February 27, 1991|NANCY RAY | TIMES STAFF WRITER

Investigators from the state Department of Social Services, along with county child protection services staff members and deputy sheriffs raided the all-girls Victory Christian Academy Feb. 14 in the most recent effort to force the private boarding school to obtain a license as a community care facility.

Pastor Mike Palmer, operator of the school, called the raid an outrage and said he and many parents of past and present students of the school "will fight this illegal effort by the state to license a private religious boarding school."

During the raid, investigators armed with a search warrant took copies of some of the private records of the teen-age girls who were sent to Victory by their parents because of behavioral problems, truancy and occasional drug abuse, Palmer said. The state officials also conducted private interviews with the most recently enrolled students without allowing school staff or parents to be present.

"That is an invasion of privacy and against the rules of our school," Palmer said. "We allow any state or local authority access to the school and to its students, but only with a school official or parent in attendance. As for the girls' personal files, they are private and should not have been taken."

Material supplied —

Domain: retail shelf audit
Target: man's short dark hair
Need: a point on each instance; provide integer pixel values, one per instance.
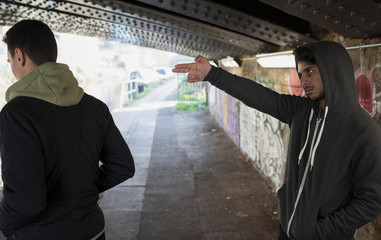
(304, 54)
(33, 37)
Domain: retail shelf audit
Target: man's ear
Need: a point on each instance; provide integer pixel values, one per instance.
(20, 56)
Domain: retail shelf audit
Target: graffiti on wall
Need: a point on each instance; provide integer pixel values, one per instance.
(262, 140)
(227, 115)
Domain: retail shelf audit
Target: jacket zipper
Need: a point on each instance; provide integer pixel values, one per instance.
(304, 178)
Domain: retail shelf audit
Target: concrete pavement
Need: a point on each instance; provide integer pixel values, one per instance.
(191, 181)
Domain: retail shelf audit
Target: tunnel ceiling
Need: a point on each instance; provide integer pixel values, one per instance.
(214, 29)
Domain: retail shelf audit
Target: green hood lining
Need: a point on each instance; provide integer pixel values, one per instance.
(51, 82)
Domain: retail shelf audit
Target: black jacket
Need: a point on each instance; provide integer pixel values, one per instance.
(332, 182)
(51, 154)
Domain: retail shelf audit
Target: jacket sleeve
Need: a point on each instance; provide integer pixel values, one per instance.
(366, 202)
(253, 94)
(23, 177)
(117, 161)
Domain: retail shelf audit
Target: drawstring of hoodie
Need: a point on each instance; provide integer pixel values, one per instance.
(311, 159)
(308, 135)
(319, 137)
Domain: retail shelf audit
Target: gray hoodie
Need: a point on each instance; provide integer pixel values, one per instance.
(332, 182)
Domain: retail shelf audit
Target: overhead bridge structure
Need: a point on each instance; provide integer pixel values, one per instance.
(214, 29)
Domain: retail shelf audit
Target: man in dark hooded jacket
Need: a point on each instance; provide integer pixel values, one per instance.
(53, 137)
(332, 183)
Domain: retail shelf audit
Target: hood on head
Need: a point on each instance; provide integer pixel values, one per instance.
(51, 82)
(336, 70)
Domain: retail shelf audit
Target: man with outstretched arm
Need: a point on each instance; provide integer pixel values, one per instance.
(332, 183)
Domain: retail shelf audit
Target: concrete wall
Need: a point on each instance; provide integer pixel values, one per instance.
(265, 139)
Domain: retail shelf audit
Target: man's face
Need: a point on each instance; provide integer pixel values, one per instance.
(14, 65)
(310, 80)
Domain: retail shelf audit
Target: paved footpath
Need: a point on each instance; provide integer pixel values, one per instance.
(191, 182)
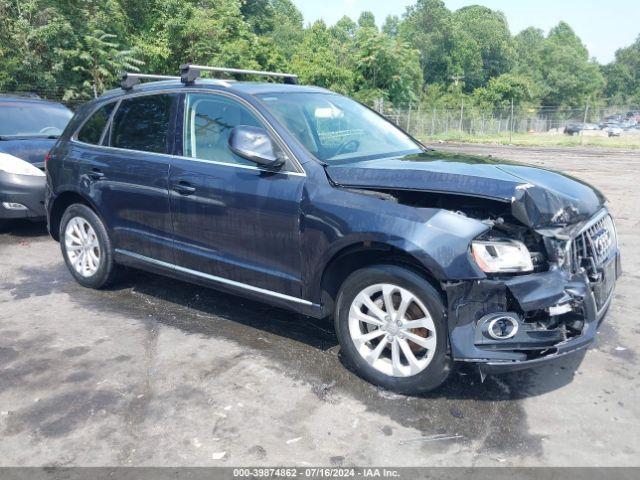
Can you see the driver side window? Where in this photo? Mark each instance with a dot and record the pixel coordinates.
(208, 122)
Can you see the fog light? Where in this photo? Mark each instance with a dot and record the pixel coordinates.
(500, 326)
(14, 206)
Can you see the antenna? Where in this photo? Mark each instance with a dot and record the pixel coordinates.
(190, 73)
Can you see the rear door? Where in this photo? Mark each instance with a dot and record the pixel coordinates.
(231, 219)
(128, 180)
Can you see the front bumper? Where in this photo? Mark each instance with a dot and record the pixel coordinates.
(534, 299)
(25, 190)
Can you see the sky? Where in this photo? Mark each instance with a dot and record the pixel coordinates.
(603, 26)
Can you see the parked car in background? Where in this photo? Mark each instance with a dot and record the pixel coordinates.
(573, 128)
(614, 130)
(29, 127)
(305, 199)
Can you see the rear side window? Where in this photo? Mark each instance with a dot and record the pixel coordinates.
(142, 123)
(91, 132)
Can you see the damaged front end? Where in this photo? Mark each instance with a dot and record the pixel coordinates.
(555, 231)
(509, 322)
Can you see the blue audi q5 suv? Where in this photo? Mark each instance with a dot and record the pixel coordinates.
(305, 199)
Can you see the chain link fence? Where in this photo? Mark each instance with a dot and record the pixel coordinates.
(465, 122)
(424, 121)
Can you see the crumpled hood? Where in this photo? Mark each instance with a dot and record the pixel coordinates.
(32, 150)
(539, 198)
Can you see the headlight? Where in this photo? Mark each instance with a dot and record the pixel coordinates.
(501, 256)
(17, 166)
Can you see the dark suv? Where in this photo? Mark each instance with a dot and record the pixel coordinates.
(307, 200)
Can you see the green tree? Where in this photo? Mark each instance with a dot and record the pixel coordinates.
(367, 20)
(385, 68)
(623, 76)
(570, 77)
(487, 33)
(391, 26)
(503, 90)
(316, 61)
(101, 60)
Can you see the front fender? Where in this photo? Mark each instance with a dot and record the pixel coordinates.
(436, 238)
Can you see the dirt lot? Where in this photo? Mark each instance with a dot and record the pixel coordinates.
(158, 372)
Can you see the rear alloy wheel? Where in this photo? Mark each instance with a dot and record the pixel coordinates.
(86, 247)
(391, 326)
(82, 246)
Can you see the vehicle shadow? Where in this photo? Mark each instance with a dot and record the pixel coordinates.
(23, 228)
(311, 344)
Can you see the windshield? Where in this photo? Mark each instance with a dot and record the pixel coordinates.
(30, 119)
(336, 129)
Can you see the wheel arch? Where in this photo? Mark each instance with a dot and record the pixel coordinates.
(63, 201)
(363, 254)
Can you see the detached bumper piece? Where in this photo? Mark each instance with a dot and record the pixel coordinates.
(21, 196)
(519, 322)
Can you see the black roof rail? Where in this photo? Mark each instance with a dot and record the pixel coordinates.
(129, 80)
(190, 73)
(32, 95)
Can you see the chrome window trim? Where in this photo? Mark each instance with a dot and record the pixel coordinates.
(294, 160)
(215, 278)
(179, 157)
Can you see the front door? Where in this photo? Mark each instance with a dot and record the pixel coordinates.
(231, 219)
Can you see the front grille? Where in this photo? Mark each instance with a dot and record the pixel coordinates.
(594, 245)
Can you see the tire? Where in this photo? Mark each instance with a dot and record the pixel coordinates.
(101, 270)
(432, 365)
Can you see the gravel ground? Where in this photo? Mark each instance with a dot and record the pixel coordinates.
(159, 372)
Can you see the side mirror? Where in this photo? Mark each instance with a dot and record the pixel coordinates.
(254, 143)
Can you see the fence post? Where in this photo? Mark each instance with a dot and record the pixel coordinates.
(586, 112)
(433, 122)
(511, 122)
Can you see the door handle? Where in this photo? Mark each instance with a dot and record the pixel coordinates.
(96, 174)
(184, 188)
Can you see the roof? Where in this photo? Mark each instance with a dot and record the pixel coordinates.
(249, 88)
(19, 98)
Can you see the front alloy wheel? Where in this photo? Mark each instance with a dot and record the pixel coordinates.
(392, 330)
(391, 325)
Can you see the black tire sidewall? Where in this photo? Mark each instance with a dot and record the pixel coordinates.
(440, 367)
(105, 272)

What to do —
1. Print the passage of the Victory Christian Academy article between "During the raid, investigators" and "to be present.", inclusive.
2. Answer these questions using the Victory Christian Academy article.
(a) On what date did the raid on the school take place?
(b) Who operates the school?
(c) Who was not allowed to be present during the private interviews with the most recently enrolled students?

Exercise responses —
1.
During the raid, investigators armed with a search warrant took copies of some of the private records of the teen-age girls who were sent to Victory by their parents because of behavioral problems, truancy and occasional drug abuse, Palmer said. The state officials also conducted private interviews with the most recently enrolled students without allowing school staff or parents to be present.

2.
(a) Feb. 14
(b) Pastor Mike Palmer
(c) School staff or parents